* Provided records
□ □ □ □ □

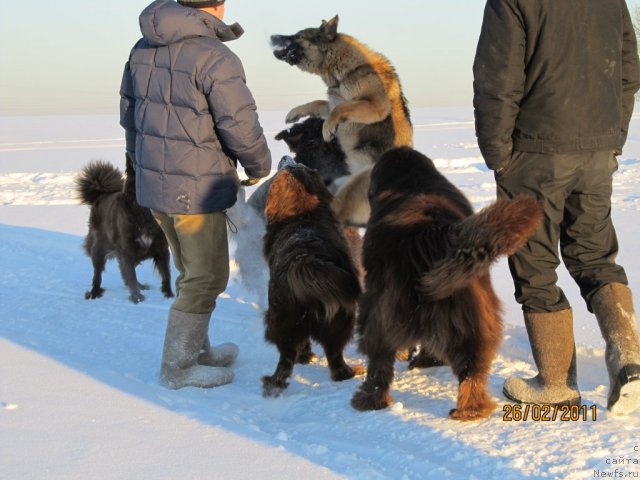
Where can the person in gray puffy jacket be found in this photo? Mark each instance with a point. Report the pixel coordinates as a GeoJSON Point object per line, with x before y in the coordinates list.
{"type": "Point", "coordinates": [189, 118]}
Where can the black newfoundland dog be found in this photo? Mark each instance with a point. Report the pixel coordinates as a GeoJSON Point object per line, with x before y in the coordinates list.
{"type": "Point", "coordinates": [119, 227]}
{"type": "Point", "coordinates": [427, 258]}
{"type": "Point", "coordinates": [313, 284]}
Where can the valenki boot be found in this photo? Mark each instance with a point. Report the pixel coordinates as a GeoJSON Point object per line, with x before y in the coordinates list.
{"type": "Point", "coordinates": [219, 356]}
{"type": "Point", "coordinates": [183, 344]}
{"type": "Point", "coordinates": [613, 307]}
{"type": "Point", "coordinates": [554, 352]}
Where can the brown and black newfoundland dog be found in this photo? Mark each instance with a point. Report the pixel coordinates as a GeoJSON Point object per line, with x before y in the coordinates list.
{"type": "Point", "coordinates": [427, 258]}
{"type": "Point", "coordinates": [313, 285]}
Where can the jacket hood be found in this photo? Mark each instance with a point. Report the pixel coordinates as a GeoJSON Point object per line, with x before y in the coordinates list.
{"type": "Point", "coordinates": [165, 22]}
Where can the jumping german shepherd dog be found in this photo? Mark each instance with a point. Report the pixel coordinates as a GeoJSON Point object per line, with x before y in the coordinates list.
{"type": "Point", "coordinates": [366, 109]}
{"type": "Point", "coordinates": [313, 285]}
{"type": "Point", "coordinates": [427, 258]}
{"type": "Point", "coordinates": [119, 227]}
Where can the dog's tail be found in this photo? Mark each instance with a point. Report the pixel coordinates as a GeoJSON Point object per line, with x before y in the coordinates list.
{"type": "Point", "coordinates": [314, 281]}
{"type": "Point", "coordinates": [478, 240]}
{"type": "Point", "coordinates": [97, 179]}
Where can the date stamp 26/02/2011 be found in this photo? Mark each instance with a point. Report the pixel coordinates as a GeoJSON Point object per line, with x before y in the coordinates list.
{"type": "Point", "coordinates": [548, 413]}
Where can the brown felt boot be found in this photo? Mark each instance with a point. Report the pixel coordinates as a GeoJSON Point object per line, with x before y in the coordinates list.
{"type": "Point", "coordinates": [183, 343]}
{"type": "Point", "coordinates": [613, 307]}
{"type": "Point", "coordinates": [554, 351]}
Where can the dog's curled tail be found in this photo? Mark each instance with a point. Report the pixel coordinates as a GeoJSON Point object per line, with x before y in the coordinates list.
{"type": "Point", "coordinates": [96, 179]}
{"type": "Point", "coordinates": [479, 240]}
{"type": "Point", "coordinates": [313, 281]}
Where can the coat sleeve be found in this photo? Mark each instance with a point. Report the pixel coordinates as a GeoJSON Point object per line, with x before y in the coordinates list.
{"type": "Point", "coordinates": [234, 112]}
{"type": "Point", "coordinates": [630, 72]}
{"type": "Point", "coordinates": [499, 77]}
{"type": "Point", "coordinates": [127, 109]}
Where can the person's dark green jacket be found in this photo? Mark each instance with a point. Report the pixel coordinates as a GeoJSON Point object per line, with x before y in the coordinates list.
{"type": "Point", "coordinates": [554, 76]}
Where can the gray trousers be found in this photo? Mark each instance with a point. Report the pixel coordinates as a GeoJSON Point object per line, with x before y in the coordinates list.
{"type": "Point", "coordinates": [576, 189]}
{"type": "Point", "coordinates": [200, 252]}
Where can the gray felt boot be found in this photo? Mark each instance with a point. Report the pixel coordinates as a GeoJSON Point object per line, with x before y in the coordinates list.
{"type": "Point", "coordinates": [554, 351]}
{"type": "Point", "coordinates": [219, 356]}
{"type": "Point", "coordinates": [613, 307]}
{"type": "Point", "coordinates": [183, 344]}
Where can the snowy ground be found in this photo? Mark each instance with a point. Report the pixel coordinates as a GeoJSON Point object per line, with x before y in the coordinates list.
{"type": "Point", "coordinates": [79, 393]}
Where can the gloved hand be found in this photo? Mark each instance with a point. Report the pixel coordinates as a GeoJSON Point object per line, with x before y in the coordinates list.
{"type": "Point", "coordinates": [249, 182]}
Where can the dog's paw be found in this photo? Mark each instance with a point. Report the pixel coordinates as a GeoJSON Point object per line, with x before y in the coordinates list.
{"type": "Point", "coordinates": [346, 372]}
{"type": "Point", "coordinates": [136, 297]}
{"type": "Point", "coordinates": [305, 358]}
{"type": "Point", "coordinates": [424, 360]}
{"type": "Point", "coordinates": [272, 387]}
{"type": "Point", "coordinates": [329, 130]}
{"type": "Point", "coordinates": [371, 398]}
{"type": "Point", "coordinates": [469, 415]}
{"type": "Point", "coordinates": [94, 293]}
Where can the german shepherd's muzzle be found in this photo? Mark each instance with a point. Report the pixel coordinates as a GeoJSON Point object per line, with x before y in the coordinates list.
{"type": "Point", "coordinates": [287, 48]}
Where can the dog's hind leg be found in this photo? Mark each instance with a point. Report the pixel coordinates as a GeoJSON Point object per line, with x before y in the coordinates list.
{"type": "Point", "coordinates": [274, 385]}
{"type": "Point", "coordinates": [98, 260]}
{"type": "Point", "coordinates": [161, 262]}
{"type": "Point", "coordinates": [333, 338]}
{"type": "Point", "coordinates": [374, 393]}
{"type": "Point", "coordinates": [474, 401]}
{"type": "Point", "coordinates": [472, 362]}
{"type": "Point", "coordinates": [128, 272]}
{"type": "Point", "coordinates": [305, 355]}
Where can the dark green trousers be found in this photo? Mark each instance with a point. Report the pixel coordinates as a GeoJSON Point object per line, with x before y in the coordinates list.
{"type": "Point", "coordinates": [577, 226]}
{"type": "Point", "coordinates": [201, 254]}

□ □ □ □ □

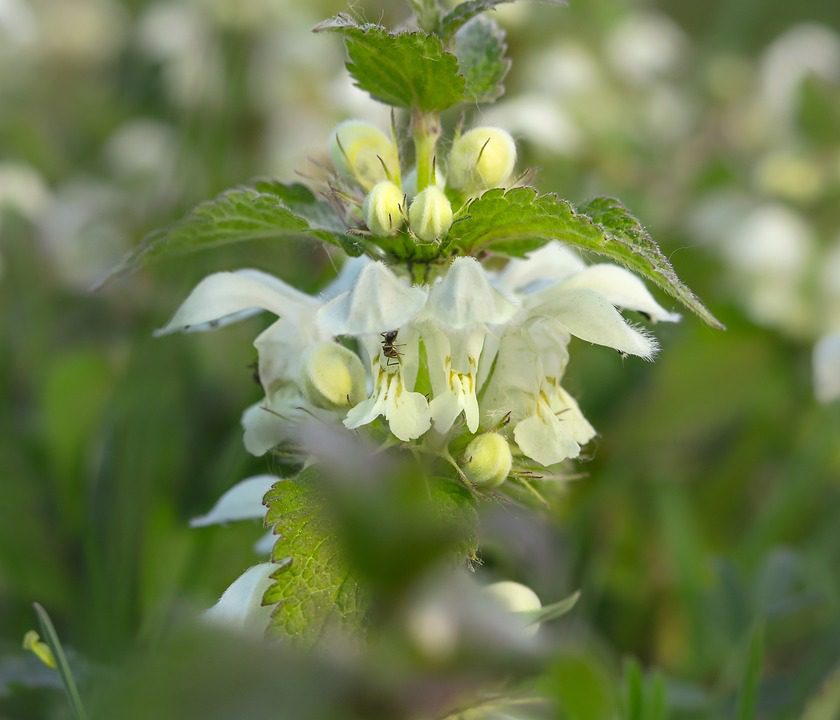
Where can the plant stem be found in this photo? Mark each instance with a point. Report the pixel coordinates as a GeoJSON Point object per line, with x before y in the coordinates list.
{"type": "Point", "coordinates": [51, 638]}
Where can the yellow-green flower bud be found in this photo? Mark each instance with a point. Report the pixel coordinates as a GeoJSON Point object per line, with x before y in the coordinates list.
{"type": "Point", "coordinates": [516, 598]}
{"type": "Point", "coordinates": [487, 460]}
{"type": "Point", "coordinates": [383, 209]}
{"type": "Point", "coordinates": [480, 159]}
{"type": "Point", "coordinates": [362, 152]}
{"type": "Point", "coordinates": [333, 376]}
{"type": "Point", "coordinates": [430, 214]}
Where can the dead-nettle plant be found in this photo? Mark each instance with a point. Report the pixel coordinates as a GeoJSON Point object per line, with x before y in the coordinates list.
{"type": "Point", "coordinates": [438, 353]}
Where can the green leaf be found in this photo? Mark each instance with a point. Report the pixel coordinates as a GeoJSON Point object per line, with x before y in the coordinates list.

□ □ □ □ □

* Task
Can you rewrite the lines from the one containing "Where can the dead-nettle" through the one containing "Where can the green", both included, as a numbered list with blank lines left out?

* Solved exercise
1. Where can the dead-nettle plant be found in this photo? Mark each instance with a point. Report the pixel coordinates as a GeoJSON Point object per line, with x before y in the coordinates list.
2. {"type": "Point", "coordinates": [438, 353]}
3. Where can the green leaf be found in this photo? Mark each instance with a point. Report the pixel coordinates as a GeoJSON Point object per line, with x before y in the coordinates list.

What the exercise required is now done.